# [EXERCISE]
Gather every line in the records below that contains the word "baseball", and copy each of those lines in full.

"""

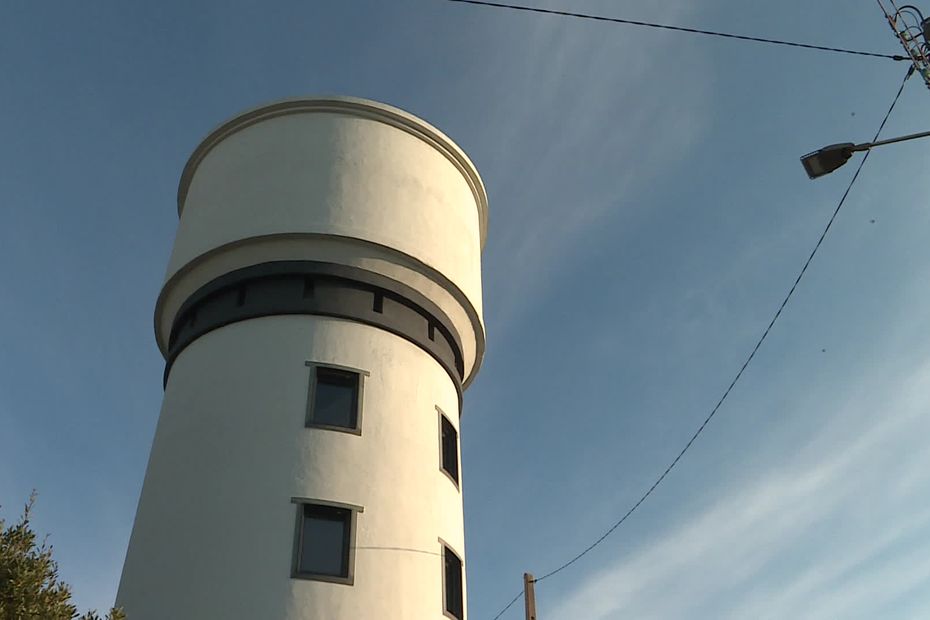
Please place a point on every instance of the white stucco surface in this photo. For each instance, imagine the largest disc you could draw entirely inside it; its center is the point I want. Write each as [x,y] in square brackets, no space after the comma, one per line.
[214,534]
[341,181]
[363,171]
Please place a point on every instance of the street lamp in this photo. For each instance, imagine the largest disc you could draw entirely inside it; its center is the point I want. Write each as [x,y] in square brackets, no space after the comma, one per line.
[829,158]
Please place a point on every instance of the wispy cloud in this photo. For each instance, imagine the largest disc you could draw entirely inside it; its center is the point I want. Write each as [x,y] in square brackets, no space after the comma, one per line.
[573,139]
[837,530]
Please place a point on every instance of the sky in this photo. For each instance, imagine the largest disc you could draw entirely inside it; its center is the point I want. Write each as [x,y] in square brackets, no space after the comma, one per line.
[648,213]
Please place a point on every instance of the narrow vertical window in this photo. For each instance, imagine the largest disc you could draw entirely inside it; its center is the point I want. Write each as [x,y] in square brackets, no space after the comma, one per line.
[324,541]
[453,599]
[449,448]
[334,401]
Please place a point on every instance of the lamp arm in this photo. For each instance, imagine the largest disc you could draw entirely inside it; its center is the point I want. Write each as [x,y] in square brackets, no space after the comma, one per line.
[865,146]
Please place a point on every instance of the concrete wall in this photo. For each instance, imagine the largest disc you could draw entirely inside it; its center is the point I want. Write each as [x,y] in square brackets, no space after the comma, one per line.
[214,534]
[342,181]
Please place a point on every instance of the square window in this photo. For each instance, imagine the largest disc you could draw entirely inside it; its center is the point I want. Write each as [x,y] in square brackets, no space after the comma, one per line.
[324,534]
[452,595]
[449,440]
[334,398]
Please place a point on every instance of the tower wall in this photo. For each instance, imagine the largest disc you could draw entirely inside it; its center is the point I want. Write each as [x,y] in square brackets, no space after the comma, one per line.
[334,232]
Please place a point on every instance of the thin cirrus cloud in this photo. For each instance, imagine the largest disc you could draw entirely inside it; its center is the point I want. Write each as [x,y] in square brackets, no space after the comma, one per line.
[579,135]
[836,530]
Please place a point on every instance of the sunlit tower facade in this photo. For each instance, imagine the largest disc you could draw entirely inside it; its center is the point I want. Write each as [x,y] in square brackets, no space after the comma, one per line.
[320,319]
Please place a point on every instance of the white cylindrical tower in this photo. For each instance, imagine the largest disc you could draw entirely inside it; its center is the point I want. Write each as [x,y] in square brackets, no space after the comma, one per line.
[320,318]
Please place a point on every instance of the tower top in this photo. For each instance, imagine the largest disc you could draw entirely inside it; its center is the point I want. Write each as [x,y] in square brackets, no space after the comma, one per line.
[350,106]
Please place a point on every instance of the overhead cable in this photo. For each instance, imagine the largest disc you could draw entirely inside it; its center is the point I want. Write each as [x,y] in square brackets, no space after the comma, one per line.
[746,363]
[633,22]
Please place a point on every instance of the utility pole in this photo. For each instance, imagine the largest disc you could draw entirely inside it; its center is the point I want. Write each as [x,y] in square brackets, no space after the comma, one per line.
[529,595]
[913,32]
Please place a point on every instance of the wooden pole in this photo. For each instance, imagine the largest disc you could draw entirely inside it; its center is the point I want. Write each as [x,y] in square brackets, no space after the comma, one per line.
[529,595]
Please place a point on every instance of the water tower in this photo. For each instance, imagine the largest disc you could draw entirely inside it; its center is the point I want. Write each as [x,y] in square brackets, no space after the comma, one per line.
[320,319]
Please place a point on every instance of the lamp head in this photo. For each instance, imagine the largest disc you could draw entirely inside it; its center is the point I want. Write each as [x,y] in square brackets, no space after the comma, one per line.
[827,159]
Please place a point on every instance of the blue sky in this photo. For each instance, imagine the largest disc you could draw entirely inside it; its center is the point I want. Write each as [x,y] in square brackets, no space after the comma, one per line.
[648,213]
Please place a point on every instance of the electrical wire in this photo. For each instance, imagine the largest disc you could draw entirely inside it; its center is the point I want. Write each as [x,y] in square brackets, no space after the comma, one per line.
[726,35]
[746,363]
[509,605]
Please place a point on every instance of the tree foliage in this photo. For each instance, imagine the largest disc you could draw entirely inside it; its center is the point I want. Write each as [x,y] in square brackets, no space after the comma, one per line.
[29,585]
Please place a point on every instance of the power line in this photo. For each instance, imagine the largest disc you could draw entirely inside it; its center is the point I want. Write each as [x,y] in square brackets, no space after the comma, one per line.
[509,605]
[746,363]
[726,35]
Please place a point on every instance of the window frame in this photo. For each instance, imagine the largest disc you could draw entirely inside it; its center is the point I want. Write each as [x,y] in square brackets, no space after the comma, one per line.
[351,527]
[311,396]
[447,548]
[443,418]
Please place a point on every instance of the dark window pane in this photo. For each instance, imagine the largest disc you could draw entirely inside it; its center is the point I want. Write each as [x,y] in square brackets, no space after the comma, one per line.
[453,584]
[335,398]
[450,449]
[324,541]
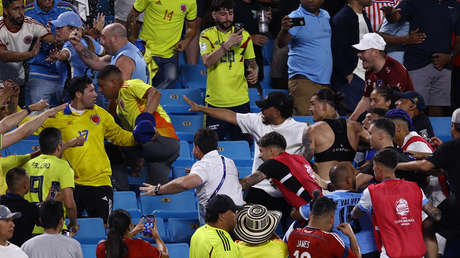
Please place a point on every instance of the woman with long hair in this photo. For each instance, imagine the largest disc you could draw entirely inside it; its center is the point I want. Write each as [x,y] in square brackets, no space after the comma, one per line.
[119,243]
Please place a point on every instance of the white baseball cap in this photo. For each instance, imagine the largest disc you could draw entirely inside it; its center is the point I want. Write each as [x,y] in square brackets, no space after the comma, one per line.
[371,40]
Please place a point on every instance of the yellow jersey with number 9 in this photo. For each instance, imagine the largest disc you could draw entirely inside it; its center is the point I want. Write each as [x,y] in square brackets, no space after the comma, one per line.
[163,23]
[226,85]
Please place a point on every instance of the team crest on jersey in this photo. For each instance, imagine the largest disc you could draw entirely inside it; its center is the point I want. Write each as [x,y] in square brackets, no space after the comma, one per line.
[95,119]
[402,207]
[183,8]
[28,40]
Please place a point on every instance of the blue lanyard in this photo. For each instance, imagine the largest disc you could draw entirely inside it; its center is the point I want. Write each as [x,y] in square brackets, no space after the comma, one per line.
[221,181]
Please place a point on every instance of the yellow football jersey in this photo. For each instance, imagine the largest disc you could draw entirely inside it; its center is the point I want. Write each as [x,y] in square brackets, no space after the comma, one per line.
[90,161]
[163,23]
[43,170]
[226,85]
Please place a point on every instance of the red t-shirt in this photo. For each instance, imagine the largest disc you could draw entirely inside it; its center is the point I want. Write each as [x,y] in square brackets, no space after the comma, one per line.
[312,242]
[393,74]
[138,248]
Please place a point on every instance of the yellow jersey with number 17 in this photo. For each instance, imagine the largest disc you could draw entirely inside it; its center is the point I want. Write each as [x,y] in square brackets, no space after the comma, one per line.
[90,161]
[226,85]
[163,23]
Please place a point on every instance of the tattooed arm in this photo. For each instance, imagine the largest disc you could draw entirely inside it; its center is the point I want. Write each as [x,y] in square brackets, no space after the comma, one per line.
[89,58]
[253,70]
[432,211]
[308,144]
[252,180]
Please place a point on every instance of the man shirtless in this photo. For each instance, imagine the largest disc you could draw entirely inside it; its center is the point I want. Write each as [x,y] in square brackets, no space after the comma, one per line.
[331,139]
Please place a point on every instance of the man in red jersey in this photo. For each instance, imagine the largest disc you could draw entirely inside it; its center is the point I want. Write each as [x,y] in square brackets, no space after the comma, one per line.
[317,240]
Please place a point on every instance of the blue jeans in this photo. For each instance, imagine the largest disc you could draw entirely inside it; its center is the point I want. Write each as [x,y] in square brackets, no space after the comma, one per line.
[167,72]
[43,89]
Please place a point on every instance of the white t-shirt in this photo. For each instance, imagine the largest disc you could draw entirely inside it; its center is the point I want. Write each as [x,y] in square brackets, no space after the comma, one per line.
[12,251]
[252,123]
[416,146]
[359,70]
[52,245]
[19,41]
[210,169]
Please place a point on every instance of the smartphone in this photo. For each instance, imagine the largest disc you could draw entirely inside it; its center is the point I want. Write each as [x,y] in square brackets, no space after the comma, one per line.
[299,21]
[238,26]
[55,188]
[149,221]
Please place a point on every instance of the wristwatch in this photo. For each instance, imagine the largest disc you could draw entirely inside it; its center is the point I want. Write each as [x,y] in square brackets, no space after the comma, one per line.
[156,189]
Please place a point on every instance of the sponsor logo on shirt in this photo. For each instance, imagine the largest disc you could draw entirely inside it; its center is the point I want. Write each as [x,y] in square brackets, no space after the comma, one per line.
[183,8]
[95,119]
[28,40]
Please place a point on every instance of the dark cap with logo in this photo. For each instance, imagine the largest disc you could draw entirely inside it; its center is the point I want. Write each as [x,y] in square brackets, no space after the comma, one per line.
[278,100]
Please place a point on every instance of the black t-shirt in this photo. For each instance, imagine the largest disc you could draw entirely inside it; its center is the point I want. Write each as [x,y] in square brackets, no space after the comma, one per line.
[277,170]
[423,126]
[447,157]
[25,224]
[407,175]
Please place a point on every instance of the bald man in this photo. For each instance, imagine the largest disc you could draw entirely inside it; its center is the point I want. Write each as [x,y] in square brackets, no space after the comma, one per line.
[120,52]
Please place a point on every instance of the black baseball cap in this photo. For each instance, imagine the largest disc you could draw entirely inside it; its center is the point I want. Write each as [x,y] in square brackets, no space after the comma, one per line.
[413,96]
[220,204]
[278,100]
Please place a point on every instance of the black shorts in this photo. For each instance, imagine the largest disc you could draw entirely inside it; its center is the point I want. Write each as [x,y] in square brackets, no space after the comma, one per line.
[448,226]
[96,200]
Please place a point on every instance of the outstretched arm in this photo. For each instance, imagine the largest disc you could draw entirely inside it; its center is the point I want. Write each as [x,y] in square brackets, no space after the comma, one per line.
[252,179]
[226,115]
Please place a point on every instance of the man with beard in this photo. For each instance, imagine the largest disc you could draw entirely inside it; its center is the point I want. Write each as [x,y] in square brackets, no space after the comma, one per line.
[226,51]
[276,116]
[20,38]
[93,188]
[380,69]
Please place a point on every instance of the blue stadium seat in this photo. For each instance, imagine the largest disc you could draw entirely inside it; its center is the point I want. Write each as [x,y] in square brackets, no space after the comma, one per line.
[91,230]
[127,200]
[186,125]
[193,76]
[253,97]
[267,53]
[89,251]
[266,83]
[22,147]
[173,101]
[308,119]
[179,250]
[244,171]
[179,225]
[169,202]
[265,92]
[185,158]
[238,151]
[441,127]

"""
"""

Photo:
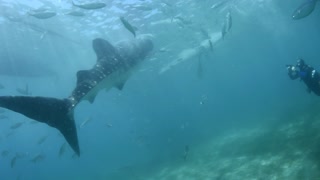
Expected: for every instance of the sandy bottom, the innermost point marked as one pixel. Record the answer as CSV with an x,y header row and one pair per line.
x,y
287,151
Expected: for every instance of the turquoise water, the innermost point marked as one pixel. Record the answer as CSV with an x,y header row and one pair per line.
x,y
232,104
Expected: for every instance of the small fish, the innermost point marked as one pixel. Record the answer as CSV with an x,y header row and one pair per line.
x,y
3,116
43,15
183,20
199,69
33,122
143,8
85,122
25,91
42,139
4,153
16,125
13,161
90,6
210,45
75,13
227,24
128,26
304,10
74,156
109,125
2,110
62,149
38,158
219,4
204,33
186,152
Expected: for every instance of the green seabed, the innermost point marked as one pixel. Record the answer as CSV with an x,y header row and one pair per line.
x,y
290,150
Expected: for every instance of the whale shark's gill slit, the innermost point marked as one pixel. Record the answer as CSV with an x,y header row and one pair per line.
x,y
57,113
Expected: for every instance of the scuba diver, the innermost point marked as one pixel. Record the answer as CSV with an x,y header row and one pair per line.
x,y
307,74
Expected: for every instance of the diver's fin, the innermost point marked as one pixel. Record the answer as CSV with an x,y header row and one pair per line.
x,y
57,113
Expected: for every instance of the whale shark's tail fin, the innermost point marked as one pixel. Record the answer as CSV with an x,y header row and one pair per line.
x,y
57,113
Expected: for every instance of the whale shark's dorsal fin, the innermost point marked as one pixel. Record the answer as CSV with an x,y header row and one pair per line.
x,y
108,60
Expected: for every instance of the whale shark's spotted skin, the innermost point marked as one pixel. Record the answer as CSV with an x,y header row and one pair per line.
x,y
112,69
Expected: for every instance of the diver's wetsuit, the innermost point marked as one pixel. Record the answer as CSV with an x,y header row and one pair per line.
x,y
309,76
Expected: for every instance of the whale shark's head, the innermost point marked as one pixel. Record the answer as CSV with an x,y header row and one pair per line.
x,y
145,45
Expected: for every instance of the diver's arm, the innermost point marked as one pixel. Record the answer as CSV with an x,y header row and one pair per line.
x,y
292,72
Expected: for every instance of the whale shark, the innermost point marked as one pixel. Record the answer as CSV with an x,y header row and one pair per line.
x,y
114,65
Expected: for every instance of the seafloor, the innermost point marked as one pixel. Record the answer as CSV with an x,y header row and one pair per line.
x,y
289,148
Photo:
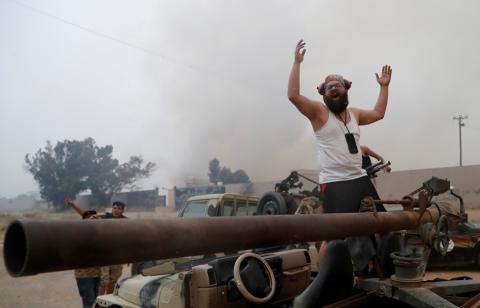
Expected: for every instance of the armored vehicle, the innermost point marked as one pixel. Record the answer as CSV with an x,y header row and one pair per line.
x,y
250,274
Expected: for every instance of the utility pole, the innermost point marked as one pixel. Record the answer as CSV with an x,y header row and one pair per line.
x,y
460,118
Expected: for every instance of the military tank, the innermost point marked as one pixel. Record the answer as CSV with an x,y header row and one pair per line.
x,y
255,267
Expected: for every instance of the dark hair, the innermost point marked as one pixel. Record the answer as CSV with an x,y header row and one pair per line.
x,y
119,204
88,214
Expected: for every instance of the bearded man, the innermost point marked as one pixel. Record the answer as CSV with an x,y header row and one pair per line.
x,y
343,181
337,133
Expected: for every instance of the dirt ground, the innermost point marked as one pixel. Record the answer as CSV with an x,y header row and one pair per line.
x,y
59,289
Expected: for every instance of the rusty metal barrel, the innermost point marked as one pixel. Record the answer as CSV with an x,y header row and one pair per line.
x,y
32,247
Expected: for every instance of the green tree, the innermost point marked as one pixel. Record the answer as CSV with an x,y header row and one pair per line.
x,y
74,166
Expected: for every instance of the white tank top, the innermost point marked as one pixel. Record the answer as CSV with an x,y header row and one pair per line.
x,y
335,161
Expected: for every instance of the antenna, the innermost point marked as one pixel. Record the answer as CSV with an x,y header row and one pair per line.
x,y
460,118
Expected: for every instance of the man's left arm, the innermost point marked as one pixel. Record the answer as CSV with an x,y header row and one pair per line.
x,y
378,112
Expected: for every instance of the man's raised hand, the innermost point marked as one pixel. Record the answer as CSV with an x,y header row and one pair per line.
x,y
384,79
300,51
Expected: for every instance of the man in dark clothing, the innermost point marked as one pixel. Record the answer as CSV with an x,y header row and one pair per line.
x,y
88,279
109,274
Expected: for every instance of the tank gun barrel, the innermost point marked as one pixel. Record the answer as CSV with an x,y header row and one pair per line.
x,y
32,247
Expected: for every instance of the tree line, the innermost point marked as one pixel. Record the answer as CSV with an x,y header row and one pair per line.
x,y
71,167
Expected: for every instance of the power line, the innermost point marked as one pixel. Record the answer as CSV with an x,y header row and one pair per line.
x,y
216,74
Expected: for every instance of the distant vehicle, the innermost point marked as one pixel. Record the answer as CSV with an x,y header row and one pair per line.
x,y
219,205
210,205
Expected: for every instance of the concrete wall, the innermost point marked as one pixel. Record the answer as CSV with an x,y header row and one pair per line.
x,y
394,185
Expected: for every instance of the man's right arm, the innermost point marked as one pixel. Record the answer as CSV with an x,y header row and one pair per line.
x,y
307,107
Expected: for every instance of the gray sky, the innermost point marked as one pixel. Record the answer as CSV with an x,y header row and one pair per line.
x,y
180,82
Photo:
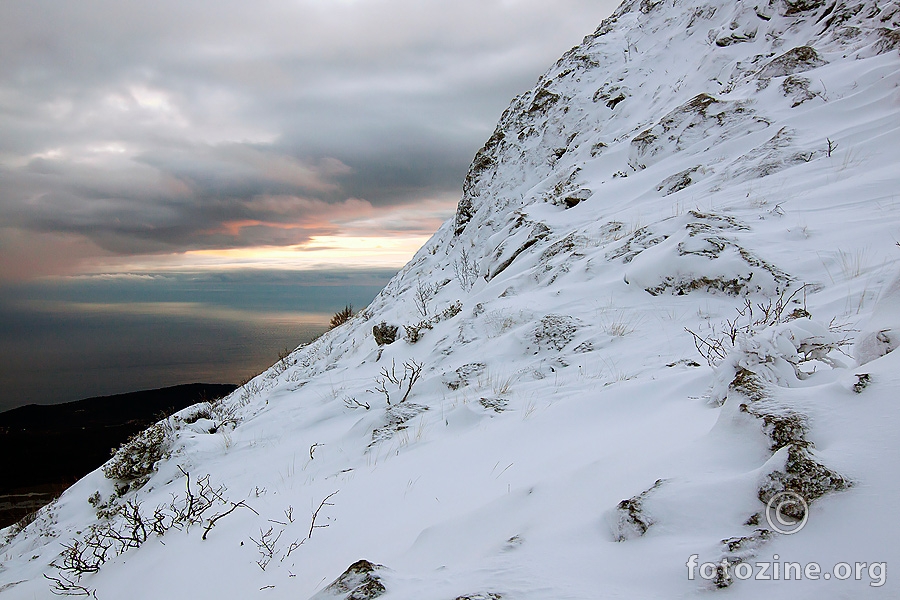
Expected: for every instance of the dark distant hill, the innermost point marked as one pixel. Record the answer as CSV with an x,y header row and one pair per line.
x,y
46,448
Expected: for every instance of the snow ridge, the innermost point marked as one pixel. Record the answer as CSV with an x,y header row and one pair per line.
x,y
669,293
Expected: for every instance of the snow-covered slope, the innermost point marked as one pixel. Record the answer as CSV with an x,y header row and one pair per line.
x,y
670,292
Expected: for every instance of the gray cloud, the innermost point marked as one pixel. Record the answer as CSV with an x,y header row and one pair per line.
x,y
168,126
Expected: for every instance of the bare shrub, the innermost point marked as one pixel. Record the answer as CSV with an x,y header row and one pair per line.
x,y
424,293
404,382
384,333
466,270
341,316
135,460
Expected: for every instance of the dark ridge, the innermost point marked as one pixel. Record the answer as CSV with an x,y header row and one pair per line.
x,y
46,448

"""

# [FINISHED EXERCISE]
Please place a point on every instance of the white baseball cap in this photo. For each instance, imagine the largest disc you could draw entirely inside it; its center is the point I want. Write each as [x,y] in square brackets, no space after the comma, one per line.
Please place a point on every instance of the black baseball cap in this photo. For each instance, imagine the largest disc you could draw entirely inside it; its center is the point I want. Write each as [x,y] in square brackets, no space after the comma, one per line.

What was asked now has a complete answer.